### [SHORT EXERCISE]
Begin at the line below that contains "Target: man's bare leg". Repeat it and all remaining lines of the records exactly.

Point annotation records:
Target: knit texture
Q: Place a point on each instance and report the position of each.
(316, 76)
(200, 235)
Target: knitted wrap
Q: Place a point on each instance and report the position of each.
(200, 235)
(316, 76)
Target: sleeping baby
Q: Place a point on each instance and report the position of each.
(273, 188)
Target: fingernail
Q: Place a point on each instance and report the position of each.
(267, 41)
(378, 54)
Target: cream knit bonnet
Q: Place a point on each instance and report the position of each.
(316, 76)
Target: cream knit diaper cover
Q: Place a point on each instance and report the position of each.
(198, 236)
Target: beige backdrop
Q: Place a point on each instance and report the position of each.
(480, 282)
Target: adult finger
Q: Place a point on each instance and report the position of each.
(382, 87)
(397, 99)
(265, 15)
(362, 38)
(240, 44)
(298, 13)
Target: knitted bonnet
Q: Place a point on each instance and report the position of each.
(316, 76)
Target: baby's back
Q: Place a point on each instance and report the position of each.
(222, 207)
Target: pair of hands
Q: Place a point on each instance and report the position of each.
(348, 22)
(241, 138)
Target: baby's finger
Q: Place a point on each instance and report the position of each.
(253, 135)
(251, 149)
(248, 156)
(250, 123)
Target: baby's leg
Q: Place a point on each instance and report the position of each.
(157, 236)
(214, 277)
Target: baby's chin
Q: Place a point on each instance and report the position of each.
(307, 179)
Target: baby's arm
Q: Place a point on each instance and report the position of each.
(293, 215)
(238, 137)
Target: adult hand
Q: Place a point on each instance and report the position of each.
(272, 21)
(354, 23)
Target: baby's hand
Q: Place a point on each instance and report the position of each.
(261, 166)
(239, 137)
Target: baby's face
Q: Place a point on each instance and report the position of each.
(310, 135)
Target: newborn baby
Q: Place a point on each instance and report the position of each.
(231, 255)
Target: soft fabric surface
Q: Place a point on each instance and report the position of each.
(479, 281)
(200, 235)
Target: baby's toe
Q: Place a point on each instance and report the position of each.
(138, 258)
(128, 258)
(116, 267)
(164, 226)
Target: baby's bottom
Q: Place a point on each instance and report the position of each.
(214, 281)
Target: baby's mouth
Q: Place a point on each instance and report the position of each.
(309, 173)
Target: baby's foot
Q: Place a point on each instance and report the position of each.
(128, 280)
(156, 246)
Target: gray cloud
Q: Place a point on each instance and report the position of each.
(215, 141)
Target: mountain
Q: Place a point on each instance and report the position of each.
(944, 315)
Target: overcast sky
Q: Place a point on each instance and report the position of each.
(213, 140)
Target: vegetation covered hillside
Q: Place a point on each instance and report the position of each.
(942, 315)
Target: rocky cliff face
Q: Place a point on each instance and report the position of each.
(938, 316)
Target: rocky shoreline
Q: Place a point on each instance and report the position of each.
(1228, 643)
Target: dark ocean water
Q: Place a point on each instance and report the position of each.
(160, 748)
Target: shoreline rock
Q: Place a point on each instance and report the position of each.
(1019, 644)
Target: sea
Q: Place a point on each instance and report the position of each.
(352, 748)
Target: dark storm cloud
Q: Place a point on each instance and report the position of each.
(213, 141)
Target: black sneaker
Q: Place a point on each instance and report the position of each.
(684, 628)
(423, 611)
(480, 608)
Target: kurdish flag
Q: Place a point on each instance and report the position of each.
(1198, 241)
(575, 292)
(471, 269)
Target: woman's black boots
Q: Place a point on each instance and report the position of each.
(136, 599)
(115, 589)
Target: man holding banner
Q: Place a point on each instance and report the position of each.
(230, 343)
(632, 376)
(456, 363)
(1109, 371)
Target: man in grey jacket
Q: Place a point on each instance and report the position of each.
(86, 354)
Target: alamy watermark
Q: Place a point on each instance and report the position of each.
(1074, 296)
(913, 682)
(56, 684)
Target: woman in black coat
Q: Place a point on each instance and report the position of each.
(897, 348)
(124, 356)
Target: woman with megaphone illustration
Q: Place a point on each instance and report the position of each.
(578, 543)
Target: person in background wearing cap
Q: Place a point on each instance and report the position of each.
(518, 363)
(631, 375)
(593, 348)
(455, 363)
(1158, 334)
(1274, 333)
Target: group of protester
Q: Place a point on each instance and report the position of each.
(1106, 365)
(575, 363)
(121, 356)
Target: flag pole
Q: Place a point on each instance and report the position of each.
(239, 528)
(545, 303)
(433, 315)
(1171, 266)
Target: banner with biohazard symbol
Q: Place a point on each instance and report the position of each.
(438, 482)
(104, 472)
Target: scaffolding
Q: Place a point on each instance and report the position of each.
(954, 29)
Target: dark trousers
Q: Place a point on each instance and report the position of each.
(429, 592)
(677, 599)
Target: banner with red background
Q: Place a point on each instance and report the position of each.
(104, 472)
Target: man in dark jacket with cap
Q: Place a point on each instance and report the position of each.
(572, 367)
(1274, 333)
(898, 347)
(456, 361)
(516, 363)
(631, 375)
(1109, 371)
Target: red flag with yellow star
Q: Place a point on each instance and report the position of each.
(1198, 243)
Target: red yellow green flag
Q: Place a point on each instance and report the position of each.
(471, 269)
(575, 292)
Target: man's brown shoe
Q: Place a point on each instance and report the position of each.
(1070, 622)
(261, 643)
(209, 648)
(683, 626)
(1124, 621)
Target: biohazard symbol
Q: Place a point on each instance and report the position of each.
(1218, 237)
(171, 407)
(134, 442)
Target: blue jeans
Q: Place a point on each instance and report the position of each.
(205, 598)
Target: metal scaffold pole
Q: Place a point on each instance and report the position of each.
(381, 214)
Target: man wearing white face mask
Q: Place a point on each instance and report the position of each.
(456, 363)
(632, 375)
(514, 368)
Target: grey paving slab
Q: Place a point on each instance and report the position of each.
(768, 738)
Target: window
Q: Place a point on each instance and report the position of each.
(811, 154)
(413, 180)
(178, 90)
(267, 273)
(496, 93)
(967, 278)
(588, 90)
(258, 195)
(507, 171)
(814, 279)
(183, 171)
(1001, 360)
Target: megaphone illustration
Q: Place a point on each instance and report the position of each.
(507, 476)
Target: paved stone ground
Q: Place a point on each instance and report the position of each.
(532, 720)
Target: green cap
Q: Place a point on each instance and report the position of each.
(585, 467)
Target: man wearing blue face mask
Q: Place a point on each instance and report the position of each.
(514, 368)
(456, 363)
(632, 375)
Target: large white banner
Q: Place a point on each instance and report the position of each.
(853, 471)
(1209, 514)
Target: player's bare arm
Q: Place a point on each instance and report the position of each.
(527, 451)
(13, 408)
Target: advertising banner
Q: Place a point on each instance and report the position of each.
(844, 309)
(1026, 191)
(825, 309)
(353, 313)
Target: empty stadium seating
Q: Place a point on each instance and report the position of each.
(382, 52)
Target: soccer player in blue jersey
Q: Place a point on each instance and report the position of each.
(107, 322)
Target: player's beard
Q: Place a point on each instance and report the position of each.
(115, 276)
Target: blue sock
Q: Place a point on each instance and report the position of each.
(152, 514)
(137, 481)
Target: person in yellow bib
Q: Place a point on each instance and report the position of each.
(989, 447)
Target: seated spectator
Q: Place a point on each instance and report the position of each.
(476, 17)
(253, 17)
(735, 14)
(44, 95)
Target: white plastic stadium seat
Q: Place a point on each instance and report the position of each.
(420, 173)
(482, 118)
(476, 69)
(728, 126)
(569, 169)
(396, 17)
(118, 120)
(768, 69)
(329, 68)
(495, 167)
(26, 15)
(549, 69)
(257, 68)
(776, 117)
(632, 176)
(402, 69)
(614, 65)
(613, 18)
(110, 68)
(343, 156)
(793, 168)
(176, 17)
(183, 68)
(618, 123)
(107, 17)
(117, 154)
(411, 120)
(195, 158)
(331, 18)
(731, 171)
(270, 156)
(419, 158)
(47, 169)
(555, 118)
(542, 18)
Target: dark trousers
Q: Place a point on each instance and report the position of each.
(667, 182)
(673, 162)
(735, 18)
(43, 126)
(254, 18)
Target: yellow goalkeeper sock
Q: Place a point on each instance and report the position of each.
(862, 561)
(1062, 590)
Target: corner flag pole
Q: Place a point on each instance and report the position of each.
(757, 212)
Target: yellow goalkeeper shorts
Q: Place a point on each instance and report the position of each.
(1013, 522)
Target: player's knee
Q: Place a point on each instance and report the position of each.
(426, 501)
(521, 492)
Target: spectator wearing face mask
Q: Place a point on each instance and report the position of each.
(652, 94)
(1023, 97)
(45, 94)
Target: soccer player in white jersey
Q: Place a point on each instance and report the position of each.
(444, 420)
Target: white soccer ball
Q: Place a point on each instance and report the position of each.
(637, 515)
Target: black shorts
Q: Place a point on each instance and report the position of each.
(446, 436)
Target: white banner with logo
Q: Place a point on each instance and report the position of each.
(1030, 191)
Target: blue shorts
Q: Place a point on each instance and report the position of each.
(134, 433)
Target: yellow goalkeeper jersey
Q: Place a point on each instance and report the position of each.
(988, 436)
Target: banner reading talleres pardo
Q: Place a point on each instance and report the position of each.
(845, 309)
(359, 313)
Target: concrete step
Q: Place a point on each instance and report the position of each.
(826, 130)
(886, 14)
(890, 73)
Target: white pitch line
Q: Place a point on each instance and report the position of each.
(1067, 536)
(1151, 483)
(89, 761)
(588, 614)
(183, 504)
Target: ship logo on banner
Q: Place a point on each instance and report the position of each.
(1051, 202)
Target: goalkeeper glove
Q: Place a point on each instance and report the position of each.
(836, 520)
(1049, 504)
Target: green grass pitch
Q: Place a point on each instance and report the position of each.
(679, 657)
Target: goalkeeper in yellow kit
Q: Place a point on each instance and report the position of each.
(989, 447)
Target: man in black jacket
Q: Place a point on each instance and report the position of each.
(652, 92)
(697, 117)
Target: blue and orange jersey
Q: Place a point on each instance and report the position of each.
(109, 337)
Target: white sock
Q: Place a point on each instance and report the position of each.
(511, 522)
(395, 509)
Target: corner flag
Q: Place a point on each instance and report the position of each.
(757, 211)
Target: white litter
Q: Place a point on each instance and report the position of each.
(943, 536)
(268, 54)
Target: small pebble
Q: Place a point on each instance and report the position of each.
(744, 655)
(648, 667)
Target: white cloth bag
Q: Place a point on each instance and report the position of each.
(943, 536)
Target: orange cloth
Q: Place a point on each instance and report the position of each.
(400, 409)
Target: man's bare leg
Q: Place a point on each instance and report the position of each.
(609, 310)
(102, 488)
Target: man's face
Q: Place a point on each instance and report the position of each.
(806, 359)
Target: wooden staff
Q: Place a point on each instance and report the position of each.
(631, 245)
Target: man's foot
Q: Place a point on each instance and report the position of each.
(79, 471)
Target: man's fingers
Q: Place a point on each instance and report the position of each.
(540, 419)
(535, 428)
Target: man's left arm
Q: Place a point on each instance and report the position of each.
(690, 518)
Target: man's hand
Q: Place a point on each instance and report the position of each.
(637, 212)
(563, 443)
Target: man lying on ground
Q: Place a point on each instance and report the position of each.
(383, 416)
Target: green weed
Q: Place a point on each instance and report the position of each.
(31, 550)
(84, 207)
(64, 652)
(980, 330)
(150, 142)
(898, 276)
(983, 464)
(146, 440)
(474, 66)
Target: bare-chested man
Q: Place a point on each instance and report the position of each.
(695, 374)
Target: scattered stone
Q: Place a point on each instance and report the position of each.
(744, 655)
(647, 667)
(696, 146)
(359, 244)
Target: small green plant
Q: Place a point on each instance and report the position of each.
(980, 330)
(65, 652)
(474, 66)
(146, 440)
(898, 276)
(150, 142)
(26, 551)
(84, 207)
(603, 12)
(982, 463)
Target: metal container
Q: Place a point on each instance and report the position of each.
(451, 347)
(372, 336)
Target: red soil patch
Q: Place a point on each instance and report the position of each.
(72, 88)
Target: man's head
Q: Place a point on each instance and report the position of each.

### [EXERCISE RESPONSE]
Target: man's bare leg
Q: Place a point on each instance and report the position of each.
(609, 310)
(102, 488)
Target: man's face
Q: Place a point on each instance and report the position of each.
(806, 359)
Target: wooden staff
Q: Place a point on each instance and report the position of each.
(631, 245)
Target: man's foot
Q: Place a point on each instance and report the position of each.
(79, 471)
Target: man's fingers
Q: Place a point on each instance and report the position of each.
(540, 419)
(535, 428)
Target: man's left arm
Q: Place a point on each instance and report the position of each.
(690, 518)
Target: man's hand
Q: Place a point on each instance and report the position of each.
(637, 212)
(563, 443)
Target: man lying on ground
Q: Place a point on each instance and report the position of each.
(383, 416)
Target: green weed
Q: Place a point on each instance and report the position of each.
(31, 550)
(84, 207)
(64, 652)
(980, 330)
(150, 142)
(898, 276)
(983, 464)
(146, 440)
(474, 66)
Target: bare-chested man
Q: Place a point on each instance and report the position of each.
(695, 374)
Target: scattered stone
Q: Place a point on each instance and report the position of each.
(744, 655)
(647, 667)
(696, 146)
(359, 244)
Target: small green plant
Q: Place a point on each instance and report the position of each.
(980, 330)
(65, 652)
(474, 66)
(146, 440)
(898, 276)
(150, 142)
(26, 551)
(84, 207)
(603, 12)
(982, 463)
Target: metal container
Q: Place a point on each instance and report the position of each.
(451, 347)
(372, 336)
Target: red soil patch
Q: Place a point on each instance and report the position of each.
(72, 88)
Target: man's head
Q: Place a point on each instance and report the position of each.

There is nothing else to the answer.